◆ Reading text
==========
# FSA SLK Crankset - needs bottom bracket.....



## Fast Freddy (Mar 4, 2004)

OK - I just picked up a FSA SLK Crankset that had no bottom braket. I'm trying to get by on the cheap for this bike... I got a deal on the crank but it calls for #BB8000 bottom bracket. In my searching here I saw where people asked about the Shimano 105/Ultegra bottom bracket working. Has anyone actually done it and it worked? None of the searches I found had a result other than using the FSA 8000 bottom bracket. 

If anyone knows - let me know.

Thanks in advance!
Fred


----------



## stevesbike (Jun 3, 2002)

it's not recommended - just get an FSA megaexo BB - you can find them for cheap on ebay etc.


----------



## m_s (Nov 20, 2007)

It should probably work fine. They're built to the same standard. If the shimano one didn't work, how would the King be able to work with both of them? I'm honestly curious.


----------



## frdfandc (Nov 27, 2007)

I installed a Ultegra BB to replace the BB8000 for a customer. The spindle on the FSA is something like .1mm thicker. I fit and works perfectly, but it was a very, very tight fit.


----------



## Dan0930 (May 28, 2004)

bought a BB8000 it was around 40 and free shipping


----------



## Cannondaleman (Nov 1, 2009)

I may be looking for a new/different bottom bracket or bearings too. I have an FSA Gossamer compact crankset with the infamous Mega exo B.B. that gets horrible reviews here on the review section.Gee, I thought that everything made by FSA was good! I have not had a problem so far. Is replacing the bearings with some Phil Wood's the way to go? What about an Ultegra B.B.? They both(Ultegra and Megaexo) have the external bearings and they look very similar. I don't want to buy one at a good deal and find out that it won't work. My bike is a 2004 Cannondale R-800, if that helps. Thanks everyone and Merry Christmas !!!


----------



## frdfandc (Nov 27, 2007)

The BB for the Gossamer is the same as the SLK. Its the BB8000. FSA has 2 different BB's, one for the Light series - SLK and K-force- one for almost everything else.

You can use a Shimano, Chris King, FSA, Race Face and probably a Phil Wood external BB. Just make sure that its Shimano compatible.


----------



## VCRC Bike (Jul 1, 2009)

Actually FSA has more BB types than that. They have BB6000, BB8000, BB8060, BB8200 and more.
==========
◆ Recorded information
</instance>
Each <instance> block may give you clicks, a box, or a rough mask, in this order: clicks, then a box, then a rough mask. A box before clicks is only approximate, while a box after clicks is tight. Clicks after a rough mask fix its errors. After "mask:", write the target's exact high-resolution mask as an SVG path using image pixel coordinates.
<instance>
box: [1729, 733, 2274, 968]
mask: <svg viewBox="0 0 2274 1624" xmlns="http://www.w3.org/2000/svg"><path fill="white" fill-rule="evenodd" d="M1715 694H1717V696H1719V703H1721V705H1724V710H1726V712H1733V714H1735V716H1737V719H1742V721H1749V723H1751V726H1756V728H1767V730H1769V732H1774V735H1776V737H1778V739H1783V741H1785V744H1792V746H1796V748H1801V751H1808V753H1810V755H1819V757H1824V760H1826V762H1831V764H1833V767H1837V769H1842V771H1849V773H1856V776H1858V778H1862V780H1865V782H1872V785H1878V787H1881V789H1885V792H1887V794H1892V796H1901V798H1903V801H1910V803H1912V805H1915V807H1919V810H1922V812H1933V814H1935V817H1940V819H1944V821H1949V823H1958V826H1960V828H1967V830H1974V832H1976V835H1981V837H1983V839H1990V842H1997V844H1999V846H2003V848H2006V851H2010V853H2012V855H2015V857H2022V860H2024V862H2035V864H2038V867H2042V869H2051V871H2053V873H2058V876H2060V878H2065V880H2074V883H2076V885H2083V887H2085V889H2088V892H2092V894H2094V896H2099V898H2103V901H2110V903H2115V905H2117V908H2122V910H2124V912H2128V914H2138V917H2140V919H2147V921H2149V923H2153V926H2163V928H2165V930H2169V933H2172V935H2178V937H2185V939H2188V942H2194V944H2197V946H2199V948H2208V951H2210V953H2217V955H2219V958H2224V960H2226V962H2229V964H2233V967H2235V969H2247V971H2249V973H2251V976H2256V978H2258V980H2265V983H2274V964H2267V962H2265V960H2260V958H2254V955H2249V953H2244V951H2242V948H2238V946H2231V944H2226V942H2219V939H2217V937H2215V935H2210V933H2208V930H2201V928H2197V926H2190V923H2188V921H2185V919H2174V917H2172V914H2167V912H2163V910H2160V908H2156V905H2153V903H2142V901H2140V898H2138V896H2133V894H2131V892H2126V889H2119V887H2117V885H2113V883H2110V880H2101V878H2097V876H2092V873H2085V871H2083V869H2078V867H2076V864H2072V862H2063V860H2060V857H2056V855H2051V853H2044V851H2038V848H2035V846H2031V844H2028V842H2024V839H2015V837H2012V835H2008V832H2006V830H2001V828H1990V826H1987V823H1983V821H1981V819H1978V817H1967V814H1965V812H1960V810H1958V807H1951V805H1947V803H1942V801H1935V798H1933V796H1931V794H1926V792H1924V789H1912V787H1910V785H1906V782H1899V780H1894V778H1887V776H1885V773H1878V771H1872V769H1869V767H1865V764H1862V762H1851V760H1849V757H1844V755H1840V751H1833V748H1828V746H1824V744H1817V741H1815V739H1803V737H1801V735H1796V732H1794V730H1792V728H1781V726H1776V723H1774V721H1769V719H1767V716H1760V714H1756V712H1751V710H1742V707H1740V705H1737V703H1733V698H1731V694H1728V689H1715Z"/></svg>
==========
◆ Task description
Reproduce the passage of the bottom bracket forum thread starting at "Thanks in advance!" and ending at "on ebay etc.". The records have no connection to the bottom bracket forum thread.

◆ Task solution
Thanks in advance!
Fred


----------



## stevesbike (Jun 3, 2002)

it's not recommended - just get an FSA megaexo BB - you can find them for cheap on ebay etc.